* AIM 1
In the Clarksville history passage, rewrite the paragraph that begins "Before the defeat of the Confederate forces" in one shorter sentence that keeps its main facts.
* AIM 2
From the Clarksville history passage, reproduce word for word the portion starting with "For the first" and going on through "lives as equals.".

* PASSAGE PROVIDED
┌────────
Clarksville, TN – Every human being has worth and deserves dignity. “Everyone matters” is an incredibly powerful humanitarian ideal, and one upon which the United States seems to continually both build and define. We hear the whispers of this ideal within the words of the Declaration of Independence.
“We hold these truths to be self-evident, that all men are created equal, that they are endowed by their Creator with certain unalienable Rights, that among these are Life, Liberty and the pursuit of Happiness.
The generation of Americans which fought to free us from the tyranny of Europe in the late 18th Century probably could not have grasped how these words, and the spirit of the ideal they reflect would be used by subsequent generations to form the nation we live within today.It seems certain pivotal generations in our history are faced with the gap – the gap between the ideal and the reality of our social and economic structures, and also our attitudes, beliefs, and opinions which have formed them. These pivotal generations have been faced with the challenge of bringing worth and dignity to all citizens regardless of their demographic.
Such was the case 150 years ago. Our present year, 2015, marks not only the 150th anniversary of the end of the Civil War, but also the anniversary of the beginning of acknowledging the worth and dignity of all races of Americans.
Like countless regions across the South, bridging that gap in Middle Tennessee was daunting. What happened to the men, women, and children who had been enslaved in Montgomery County? What did they do with their newfound freedom? What challenges did they face as they attempted to build a new life?
For the first time, the formerly enslaved men and women of Middle Tennessee would be able to assert their rights to not only receive pay for their work, but live where they chose, decide whom to marry, keep their children, receive an education, and to freely gather in their own house of worship. They carried within them the hope that they might possibly be able to experience free lives as equals.
Yet, even after the surrender of the Confederacy, many obstacles remained to this hope. One obstacle was racial beliefs. Prior to the war, the leaders of the Confederacy had made their beliefs and intentions clear concerning those enslaved in the South.
According to the Vice President of the Confederate States of America, Alexander Hamilton Stephens, their new government was founded “upon the great truth that the negro is not equal to the white man; that slavery, subordination to the superior race, is his natural and normal condition. This, our new government, is the first, in the history of the world, based upon this great physical, philosophical, and moral truth.”
The declarations of the seceding states also proclaimed this attitude. The state of Texas, for example, declared their opposition to “the debasing doctrine of equality of all men, irrespective of race or color” and held as “undeniable truths that the government of the various States, and of the Confederacy itself, were established exclusively by the white race, for themselves and their posterity;” and that the African race, “…were rightfully held and regarded as an inferior and dependent race”.
Consequently, even though the physical war was ultimately won by the Union 150 years ago and physical freedom attained in some form for many, these are the beliefs that freed men and women in Montgomery County and throughout the south continued to face.
First Tastes of Freedom
Before the defeat of the Confederate forces at Fort Donelson, Tennessee, in February 1862 and the subsequent surrender of Clarksville, slaves had little chance of escape or emancipation from their situation in Montgomery County. Yet, after the Union troops arrived to occupy Clarksville, opportunity began to show itself.
└────────
* DATA SHOWN
┌────────
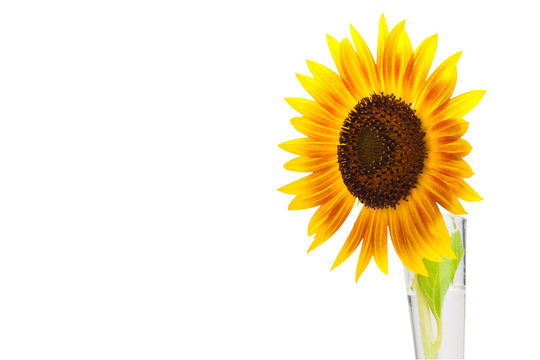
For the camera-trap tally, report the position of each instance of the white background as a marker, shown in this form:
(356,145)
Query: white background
(139,217)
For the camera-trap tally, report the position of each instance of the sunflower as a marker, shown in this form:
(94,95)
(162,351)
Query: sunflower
(387,135)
└────────
* TASK RESULT 1
Slaves in Montgomery County had little chance of escape or emancipation until the Confederate defeat at Fort Donelson in February 1862 and Clarksville's surrender, after which the arriving Union occupation troops opened new opportunities.

* TASK RESULT 2
For the first time, the formerly enslaved men and women of Middle Tennessee would be able to assert their rights to not only receive pay for their work, but live where they chose, decide whom to marry, keep their children, receive an education, and to freely gather in their own house of worship. They carried within them the hope that they might possibly be able to experience free lives as equals.